BEGIN ENTRIES SUPPLIED
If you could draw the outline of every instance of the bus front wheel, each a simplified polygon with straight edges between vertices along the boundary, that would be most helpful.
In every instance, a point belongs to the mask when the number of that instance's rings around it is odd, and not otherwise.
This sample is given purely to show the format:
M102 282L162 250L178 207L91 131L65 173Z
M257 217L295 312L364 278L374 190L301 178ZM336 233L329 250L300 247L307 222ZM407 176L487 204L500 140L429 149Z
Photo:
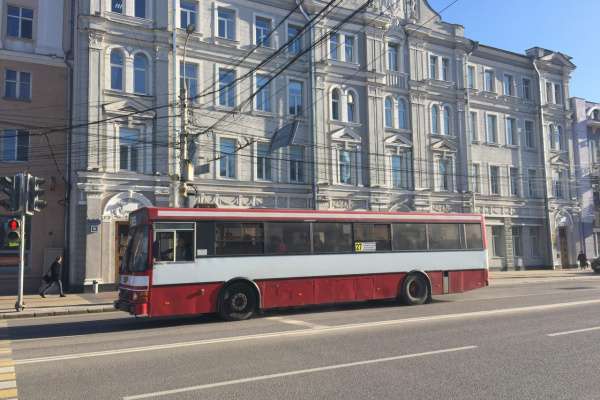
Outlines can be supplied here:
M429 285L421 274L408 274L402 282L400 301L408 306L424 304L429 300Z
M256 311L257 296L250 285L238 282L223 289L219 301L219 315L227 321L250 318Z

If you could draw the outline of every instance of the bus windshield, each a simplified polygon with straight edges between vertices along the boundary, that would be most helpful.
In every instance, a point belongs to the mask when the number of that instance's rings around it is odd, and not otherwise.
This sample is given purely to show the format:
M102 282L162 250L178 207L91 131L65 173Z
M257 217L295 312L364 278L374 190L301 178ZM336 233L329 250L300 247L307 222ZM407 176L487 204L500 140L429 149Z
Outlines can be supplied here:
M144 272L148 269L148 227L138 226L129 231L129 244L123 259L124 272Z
END ENTRIES SUPPLIED
BEGIN ENTRIES SUPPLIED
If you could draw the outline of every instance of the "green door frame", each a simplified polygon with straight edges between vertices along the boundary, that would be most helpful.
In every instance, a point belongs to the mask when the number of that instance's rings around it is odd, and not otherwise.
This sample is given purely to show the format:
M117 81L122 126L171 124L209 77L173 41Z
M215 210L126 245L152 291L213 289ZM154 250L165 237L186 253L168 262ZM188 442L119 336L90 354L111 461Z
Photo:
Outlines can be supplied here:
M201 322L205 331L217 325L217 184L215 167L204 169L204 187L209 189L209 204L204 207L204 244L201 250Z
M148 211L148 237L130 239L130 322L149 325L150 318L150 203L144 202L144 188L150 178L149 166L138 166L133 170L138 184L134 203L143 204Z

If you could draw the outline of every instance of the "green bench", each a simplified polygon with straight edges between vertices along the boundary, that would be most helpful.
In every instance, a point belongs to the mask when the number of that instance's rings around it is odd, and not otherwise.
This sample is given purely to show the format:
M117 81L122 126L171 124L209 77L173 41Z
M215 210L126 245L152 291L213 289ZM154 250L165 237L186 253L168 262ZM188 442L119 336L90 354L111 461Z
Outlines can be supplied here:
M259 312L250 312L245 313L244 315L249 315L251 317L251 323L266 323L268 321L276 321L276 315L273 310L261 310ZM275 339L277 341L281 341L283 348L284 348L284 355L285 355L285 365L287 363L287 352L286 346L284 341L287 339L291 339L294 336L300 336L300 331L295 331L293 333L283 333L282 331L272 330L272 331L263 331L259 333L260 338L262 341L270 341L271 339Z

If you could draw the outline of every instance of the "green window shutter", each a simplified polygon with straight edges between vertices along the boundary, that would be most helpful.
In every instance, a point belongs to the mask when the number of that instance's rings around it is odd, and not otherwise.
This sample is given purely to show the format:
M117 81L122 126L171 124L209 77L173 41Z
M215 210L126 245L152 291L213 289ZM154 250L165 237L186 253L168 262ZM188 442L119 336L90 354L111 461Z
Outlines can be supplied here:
END ENTRIES SUPPLIED
INSTRUCTIONS FOR THE TASK: The answer must be every line of the records that holds the string "along".

RESULT:
If you could draw the outline of every instance of the bus front wheel, each a simplified polygon with straight edges between vertices along the boundary, that would be most helpful.
If you could draw the outline of every instance of the bus windshield, each a simplified polygon with straight edges between vertices along the boundary, that would be most helpful.
If you could draw the outline of every instance of the "green door frame", each a simplified polygon with straight edges between vertices along the boundary, that would be most helpful.
If you could draw the outline of every instance of the "green bench", each a simplified polygon with straight edges between vertices along the boundary, that would be most helpful.
If you could draw the outline of every instance of the "green window shutter", each a simplified polygon with straight edges between vertices along the boundary, that would be most helpful.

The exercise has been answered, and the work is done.